GOAL: Return the full listing exactly as it is written.

Records from a data collection:
## start

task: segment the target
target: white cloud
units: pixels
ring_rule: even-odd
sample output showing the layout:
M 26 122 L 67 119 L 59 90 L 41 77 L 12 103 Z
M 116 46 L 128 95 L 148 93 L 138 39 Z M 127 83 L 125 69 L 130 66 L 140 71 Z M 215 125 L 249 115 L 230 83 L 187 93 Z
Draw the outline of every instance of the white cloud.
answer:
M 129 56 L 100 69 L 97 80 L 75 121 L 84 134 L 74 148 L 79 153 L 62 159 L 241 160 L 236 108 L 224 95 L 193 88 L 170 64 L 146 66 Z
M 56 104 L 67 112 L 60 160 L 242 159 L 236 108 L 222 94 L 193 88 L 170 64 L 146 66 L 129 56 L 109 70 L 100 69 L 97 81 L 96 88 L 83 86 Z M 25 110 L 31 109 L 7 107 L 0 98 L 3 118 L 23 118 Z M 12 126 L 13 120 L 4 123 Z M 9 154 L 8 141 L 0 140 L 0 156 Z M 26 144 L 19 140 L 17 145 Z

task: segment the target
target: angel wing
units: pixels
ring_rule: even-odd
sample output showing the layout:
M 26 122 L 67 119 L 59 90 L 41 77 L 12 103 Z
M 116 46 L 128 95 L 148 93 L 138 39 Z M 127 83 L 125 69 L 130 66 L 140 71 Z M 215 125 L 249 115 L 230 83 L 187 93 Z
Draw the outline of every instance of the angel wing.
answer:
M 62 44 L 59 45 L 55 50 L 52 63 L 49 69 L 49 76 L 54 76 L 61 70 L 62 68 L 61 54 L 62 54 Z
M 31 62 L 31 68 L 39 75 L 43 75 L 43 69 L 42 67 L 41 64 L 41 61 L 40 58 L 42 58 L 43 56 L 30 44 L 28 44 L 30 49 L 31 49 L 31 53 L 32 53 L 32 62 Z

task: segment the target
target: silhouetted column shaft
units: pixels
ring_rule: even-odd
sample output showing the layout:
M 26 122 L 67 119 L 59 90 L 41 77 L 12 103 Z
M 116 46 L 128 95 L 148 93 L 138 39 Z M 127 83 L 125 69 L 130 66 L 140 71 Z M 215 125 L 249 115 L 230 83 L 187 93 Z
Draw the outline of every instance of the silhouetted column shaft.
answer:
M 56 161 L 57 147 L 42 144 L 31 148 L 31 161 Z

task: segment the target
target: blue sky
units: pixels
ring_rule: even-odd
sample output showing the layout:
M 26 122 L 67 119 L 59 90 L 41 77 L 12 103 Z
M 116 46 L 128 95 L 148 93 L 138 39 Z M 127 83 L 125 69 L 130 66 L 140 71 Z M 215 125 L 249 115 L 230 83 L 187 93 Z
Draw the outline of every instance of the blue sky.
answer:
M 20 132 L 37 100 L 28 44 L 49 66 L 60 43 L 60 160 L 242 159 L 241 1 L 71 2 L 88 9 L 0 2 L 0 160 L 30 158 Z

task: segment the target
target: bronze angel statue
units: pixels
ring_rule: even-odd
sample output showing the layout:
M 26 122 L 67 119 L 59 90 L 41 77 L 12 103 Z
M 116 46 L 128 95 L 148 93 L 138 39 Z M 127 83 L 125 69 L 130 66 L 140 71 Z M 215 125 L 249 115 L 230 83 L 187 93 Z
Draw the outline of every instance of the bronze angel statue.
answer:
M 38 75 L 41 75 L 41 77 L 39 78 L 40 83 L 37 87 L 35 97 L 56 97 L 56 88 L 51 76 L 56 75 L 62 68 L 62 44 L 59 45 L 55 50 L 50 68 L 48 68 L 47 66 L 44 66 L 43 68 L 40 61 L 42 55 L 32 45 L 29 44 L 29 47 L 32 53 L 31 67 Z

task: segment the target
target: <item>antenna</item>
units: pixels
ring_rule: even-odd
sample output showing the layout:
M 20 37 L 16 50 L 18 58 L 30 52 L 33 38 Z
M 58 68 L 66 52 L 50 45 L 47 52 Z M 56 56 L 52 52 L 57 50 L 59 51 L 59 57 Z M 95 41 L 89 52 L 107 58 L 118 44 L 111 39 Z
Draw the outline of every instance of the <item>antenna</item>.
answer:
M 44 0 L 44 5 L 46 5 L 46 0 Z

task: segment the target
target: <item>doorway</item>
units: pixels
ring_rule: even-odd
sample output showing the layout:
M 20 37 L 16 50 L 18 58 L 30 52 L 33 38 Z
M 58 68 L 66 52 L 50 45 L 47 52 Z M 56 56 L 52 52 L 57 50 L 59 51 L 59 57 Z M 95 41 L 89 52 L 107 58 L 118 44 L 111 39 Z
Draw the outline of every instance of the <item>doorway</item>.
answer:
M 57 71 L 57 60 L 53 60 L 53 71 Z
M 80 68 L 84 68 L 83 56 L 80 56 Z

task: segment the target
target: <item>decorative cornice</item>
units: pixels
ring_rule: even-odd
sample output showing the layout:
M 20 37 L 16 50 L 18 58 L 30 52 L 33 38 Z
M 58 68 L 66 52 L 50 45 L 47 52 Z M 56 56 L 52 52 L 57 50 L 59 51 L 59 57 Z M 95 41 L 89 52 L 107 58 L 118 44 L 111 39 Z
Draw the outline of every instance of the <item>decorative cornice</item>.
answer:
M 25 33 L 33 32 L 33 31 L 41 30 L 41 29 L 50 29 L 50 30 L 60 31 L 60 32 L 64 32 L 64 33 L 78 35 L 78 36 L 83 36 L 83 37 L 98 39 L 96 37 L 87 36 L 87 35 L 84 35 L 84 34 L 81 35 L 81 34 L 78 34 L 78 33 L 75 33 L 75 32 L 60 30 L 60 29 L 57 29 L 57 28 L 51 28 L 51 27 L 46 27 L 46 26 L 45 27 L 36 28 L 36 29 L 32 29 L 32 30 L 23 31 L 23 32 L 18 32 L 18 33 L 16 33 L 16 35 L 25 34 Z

## end

ANSWER TO THE PROBLEM:
task: segment the target
target: white cloud
units: pixels
ring_rule: even-odd
sample output showing the layout:
M 26 122 L 67 119 L 59 90 L 41 77 L 12 103 Z
M 116 46 L 128 95 L 148 93 L 138 39 Z M 127 83 L 125 69 L 130 66 L 140 71 Z M 215 125 L 249 115 L 230 83 L 187 93 Z
Draw the outline of every instance of the white cloud.
answer:
M 129 56 L 100 69 L 97 80 L 75 121 L 84 134 L 74 148 L 79 153 L 62 159 L 241 160 L 236 108 L 224 95 L 193 88 L 170 64 L 146 66 Z
M 56 104 L 67 112 L 60 160 L 242 159 L 236 108 L 222 94 L 193 88 L 170 64 L 146 66 L 129 56 L 109 70 L 100 69 L 97 81 L 96 88 L 83 86 Z M 25 110 L 31 109 L 7 107 L 0 98 L 3 118 L 23 118 Z M 12 126 L 13 120 L 4 123 Z M 9 154 L 8 141 L 0 140 L 0 156 Z M 26 144 L 19 140 L 17 145 Z

task: segment the target
target: angel wing
units: pixels
ring_rule: even-odd
sample output showing the layout:
M 26 122 L 67 119 L 59 90 L 41 77 L 12 103 Z
M 116 46 L 128 95 L 148 93 L 138 39 Z M 127 83 L 125 69 L 130 66 L 140 71 Z M 215 125 L 249 115 L 230 83 L 187 93 Z
Draw the outline of every instance of the angel wing.
answer:
M 62 44 L 59 45 L 55 50 L 52 63 L 49 69 L 49 76 L 54 76 L 61 70 L 62 68 L 61 54 L 62 54 Z
M 31 62 L 31 68 L 39 75 L 43 75 L 43 69 L 42 67 L 41 64 L 41 61 L 40 58 L 42 58 L 43 56 L 30 44 L 28 44 L 30 49 L 31 49 L 31 53 L 32 53 L 32 62 Z

task: segment the target
target: silhouetted column shaft
units: pixels
ring_rule: even-odd
sample output showing the layout:
M 26 122 L 67 119 L 59 90 L 41 77 L 12 103 Z
M 116 46 L 128 95 L 148 93 L 138 39 Z M 127 83 L 125 69 L 130 66 L 140 71 Z M 215 125 L 249 115 L 230 83 L 187 93 Z
Draw the outline of every instance of the silhouetted column shaft.
answer:
M 56 161 L 57 147 L 42 144 L 31 148 L 31 161 Z

task: segment the target
target: blue sky
units: pixels
ring_rule: even-odd
sample output showing the layout:
M 26 122 L 67 119 L 59 90 L 41 77 L 12 103 Z
M 116 46 L 128 95 L 148 93 L 138 39 Z M 127 83 L 125 69 L 130 66 L 140 71 Z M 215 125 L 249 115 L 230 83 L 187 93 Z
Draw the outline of every instance of the blue sky.
answer:
M 20 132 L 37 100 L 28 44 L 49 66 L 60 43 L 60 160 L 242 159 L 241 1 L 71 2 L 88 9 L 0 2 L 0 160 L 30 158 Z

task: segment the target
target: bronze angel statue
units: pixels
ring_rule: even-odd
sample output showing the layout:
M 26 122 L 67 119 L 59 90 L 41 77 L 12 103 Z
M 116 46 L 128 95 L 148 93 L 138 39 Z M 127 83 L 125 69 L 130 66 L 140 71 Z M 215 125 L 249 115 L 230 83 L 187 93 Z
Draw the outline of every instance of the bronze angel statue.
answer:
M 38 75 L 41 75 L 41 77 L 39 78 L 40 83 L 37 87 L 35 97 L 56 97 L 56 88 L 51 76 L 56 75 L 62 68 L 62 44 L 59 45 L 55 50 L 50 68 L 48 68 L 47 66 L 44 66 L 43 68 L 40 61 L 42 55 L 32 45 L 29 44 L 29 47 L 32 53 L 31 67 Z

task: segment the target
target: <item>antenna</item>
units: pixels
ring_rule: even-odd
sample output showing the layout:
M 20 37 L 16 50 L 18 58 L 30 52 L 33 38 Z
M 58 68 L 66 52 L 50 45 L 47 52 Z M 56 56 L 52 52 L 57 50 L 59 51 L 59 57 Z M 95 41 L 89 52 L 107 58 L 118 44 L 111 39 Z
Draw the outline of every instance of the <item>antenna</item>.
answer:
M 44 0 L 44 5 L 46 5 L 46 0 Z

task: segment the target
target: <item>doorway</item>
units: pixels
ring_rule: even-odd
sample output showing the layout:
M 20 37 L 16 50 L 18 58 L 30 52 L 33 38 Z
M 58 68 L 66 52 L 50 45 L 47 52 Z M 56 56 L 52 52 L 57 50 L 59 51 L 59 57 Z M 95 41 L 89 52 L 107 58 L 118 44 L 111 39 Z
Draw the outline of every instance of the <item>doorway</item>.
answer:
M 57 71 L 57 60 L 53 60 L 53 71 Z
M 80 68 L 84 68 L 83 56 L 80 56 Z

task: segment the target
target: <item>decorative cornice</item>
units: pixels
ring_rule: even-odd
sample output showing the layout:
M 20 37 L 16 50 L 18 58 L 30 52 L 33 38 Z
M 58 68 L 66 52 L 50 45 L 47 52 Z M 56 56 L 52 52 L 57 50 L 59 51 L 59 57 Z M 95 41 L 89 52 L 107 58 L 118 44 L 111 39 Z
Draw the outline of every instance of the <item>decorative cornice</item>.
answer:
M 25 33 L 33 32 L 33 31 L 41 30 L 41 29 L 50 29 L 50 30 L 60 31 L 60 32 L 64 32 L 64 33 L 78 35 L 78 36 L 83 36 L 83 37 L 98 39 L 96 37 L 87 36 L 87 35 L 84 35 L 84 34 L 81 35 L 81 34 L 78 34 L 78 33 L 75 33 L 75 32 L 60 30 L 60 29 L 57 29 L 57 28 L 51 28 L 51 27 L 46 27 L 46 26 L 45 27 L 36 28 L 36 29 L 32 29 L 32 30 L 23 31 L 23 32 L 18 32 L 18 33 L 16 33 L 16 35 L 25 34 Z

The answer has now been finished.